**Problem A**
Format part of the records below as a JSON list of strings, one string per line, with blank lines left out. Begin at the line in the records that contains "Question. For every instance of the blue" and continue through the last line of the records.

By B.L. Wilson
George Washington University student-athletes have selected Milken Institute School of Public Health professor Elizabeth Gray as their choice for university professor of the year.
Gray, a teaching assistant professor of health policy and management and the undergraduate Public Health Program director at the Milken Institute SPH, received the recognition from GW’s student-athletes last Wednesday at halftime of the GW-George Mason University women’s basketball game at the Smith Center.
“My first and last varsity letter,” said Gray, who received the letter along with a plaque recognizing her as the 2021 Choice for Professor of the Year. “I was thrilled, very pleased and delighted. I was not a student-athlete and am the least coordinated person to exist.”
Gray, J.D. ’10, M.H.A. ’15, also earned a graduate certificate in healthcare corporate compliance in 2013 from College of Professional Studies.
She was joined during the presentation by GW President Mark S. Wrighton, Provost Christopher Alan Bracey, Athletics Director Tanya Vogel and Faculty Athletics Representative Beverly Westerman. The night was a celebration of the academic achievement of nearly 400 GW student-athletes who have earned a GPA of 3.0 or higher, including 21 student athletes who earned a 4.0 in the spring 2021 semester and 22 who did so in fall 2021.
“A lot of student-athletes are in our [public health] program,” Gray said. “They are some of the hardest working students, managing many things all at once and very exceptional, as all of our students are exceptional.”
Students in all sports are asked each year to submit nominations for the award, which goes to the professor who makes the greatest contribution to the academic success of GW’s student-athletes. Once nominations are closed, the student-athletes vote to get a professor of the year and five finalists.

[Coordinate labeling data]

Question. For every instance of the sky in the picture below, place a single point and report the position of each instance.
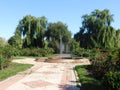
(67, 11)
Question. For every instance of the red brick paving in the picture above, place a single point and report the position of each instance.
(39, 83)
(66, 79)
(14, 79)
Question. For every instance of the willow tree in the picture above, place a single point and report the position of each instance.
(31, 31)
(96, 30)
(56, 32)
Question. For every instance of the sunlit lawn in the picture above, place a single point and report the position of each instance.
(88, 82)
(13, 69)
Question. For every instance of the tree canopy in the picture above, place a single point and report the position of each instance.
(55, 32)
(96, 30)
(31, 31)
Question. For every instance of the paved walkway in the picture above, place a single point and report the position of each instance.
(42, 76)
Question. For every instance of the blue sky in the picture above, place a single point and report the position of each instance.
(67, 11)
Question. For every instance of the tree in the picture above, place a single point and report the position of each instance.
(31, 31)
(3, 42)
(56, 32)
(96, 30)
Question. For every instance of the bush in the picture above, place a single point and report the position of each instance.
(5, 56)
(111, 81)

**Problem B**
Who joined Gray during the presentation, according to the article about the professor of the year award? Name each person with the title the article gives.

**Written answer A**
[
  "Question. For every instance of the blue sky in the picture above, place a single point and report the position of each instance.",
  "(67, 11)",
  "Question. For every instance of the tree in the picture above, place a single point and report the position of each instance.",
  "(31, 31)",
  "(3, 42)",
  "(56, 32)",
  "(96, 30)",
  "Question. For every instance of the bush in the picture above, place a single point and report the position of each instance.",
  "(5, 56)",
  "(111, 81)"
]

**Written answer B**
- GW President Mark S. Wrighton
- Provost Christopher Alan Bracey
- Athletics Director Tanya Vogel
- Faculty Athletics Representative Beverly Westerman